Skip to main content

Repository Pattern, Revisited

· 8 min read

Motivation

I first encountered the repository pattern in a Go backend codebase, where there are files/packages named "repo" and those packages are used to supply information from data sources. I was puzzled by such usage because until then, I have always known "repository" as a term related to "Git" and "GitHub". With further research online, I then realized that the repository pattern is a popular abstraction layer between the business logic and the data sources.

A succinct description of the repository pattern by Edward Hieatt and Rob Mee (P of EAA):

Mediates between the domain and data mapping layers using a collection-like interface for accessing domain objects.

UML illustration, source: martinfowler.com

This pattern is often discussed when talking about Domain Driven Design, which is

an approach to software development that centers the development on programming a domain model that has a rich understanding of the processes and rules of a domain. - Martin Fowler DomainDrivenDesign

In this article, I hope to consolidate some of the excellent resources that discuss the repository pattern in-depth and provide my examples and reflections on this pattern.

Uncovering the Repository Pattern

The idea of the repository pattern is to have a layer between a business domain and a data store. This can be done via an interface that defines data store handling logic, which the domain service logic can depend on.

Let's discuss a simplified example in Go, in the context of a URL-shortener application.

1. Create a repository interface in the service layer

The example application provides a URL-shortening service, which essentially takes in any URL and returns a shortened version that redirects visitors to the original address.

Let's assume that the URL-shortener service needs

  • a way to create a mapping of the original URL and the shortened URL
  • a way to query for the original URL for redirection
  • anything else (for simplicity we will only focus on the two above, CR of CRUD)

We mentioned that a repository interface needs to be created, but where?
• • • • • • •
§ **Written exercise 1**: Name every person mentioned in the repository pattern article.
§ **Written exercise 2**: Pick up the repository pattern article after its final sentence and carry it on in the same voice.
The material is separate from the repository pattern article.
• • • • • • •
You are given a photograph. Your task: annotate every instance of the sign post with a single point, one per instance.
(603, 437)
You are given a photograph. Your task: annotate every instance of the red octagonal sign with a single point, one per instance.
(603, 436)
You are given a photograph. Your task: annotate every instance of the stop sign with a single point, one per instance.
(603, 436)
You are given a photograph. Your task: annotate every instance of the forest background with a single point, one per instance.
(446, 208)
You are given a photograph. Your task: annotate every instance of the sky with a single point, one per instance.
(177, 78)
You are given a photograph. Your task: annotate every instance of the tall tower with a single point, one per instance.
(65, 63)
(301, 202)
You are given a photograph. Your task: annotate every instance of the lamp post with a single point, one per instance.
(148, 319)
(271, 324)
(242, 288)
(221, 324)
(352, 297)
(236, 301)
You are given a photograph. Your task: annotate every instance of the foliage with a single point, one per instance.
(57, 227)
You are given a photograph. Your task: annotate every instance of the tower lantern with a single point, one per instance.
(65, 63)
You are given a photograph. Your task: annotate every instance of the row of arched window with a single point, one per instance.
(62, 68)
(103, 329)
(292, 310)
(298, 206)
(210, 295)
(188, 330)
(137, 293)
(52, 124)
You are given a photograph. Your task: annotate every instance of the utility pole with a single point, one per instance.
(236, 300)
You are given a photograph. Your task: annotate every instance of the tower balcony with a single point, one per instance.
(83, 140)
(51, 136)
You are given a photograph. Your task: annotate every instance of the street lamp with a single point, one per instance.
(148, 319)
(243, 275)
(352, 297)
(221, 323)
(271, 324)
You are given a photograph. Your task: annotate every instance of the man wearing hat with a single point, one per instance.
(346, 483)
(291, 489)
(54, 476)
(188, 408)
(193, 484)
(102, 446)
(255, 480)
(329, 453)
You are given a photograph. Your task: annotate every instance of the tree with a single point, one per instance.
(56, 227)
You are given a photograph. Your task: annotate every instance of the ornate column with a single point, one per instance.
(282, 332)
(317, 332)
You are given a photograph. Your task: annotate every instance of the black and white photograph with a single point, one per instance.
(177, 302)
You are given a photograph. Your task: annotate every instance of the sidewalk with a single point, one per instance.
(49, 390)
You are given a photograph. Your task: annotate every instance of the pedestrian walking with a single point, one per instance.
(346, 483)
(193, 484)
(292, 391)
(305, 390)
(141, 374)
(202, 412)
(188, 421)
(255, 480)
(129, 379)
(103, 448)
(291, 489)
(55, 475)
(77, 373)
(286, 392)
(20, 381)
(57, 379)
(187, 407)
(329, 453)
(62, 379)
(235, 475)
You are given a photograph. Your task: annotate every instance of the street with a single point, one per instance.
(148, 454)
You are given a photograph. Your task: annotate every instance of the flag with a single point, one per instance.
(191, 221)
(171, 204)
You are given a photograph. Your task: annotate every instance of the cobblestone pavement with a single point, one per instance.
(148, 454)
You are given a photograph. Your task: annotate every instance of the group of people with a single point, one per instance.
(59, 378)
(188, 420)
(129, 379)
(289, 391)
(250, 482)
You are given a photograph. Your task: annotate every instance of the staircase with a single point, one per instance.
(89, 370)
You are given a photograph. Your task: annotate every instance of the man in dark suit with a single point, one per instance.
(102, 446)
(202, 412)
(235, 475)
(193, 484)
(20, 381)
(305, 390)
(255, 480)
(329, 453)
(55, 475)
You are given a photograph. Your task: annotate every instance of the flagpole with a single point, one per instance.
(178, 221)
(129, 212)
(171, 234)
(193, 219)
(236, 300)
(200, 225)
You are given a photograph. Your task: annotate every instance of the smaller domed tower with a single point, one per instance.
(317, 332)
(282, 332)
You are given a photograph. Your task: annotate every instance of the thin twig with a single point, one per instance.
• • • • • • •
§ **Task output 1**: Edward Hieatt, Rob Mee, Martin Fowler

§ **Task output 2**:
The short answer is that we can implement it alongside the service layer. This is because the service knows what needs to be done with the data store (it may not need to know how). The repository interface, therefore, specifies the operations required by the service (without underlying details). One possible arrangement in Go is to have the service domain struct contain a reference to the repository interface, which is passed in from the constructor.

For example, we can have the following in a service/urlshortener.go file

package service

// The interface to be implemented by the actual datastore
type URLShortenerRepository interface {
Create(ctx context.Context, url string) (error)
Find(ctx context.Context, url string) (string, error)
}

// Domain struct
type URLShortener struct {
repo URLShortenerRepository
}

func NewURLShortener(repo URLShortenerRepository) *URLShortener {
return &URLShortener{repo: repo}
}

// Illustrations of the wrapping methods on the domain struct
func (u *URLShortener) Create(ctx context.Context, url string) (error) {
err := u.repo.Create(ctx, url)
if err != nil {
fmt.Println(err)
return err
}
return nil
}

func (u *URLShortener) Find(ctx context.Context, url string) (string, error) {
result, err := u.repo.Find(ctx, url)
if err != nil {
fmt.Println(err)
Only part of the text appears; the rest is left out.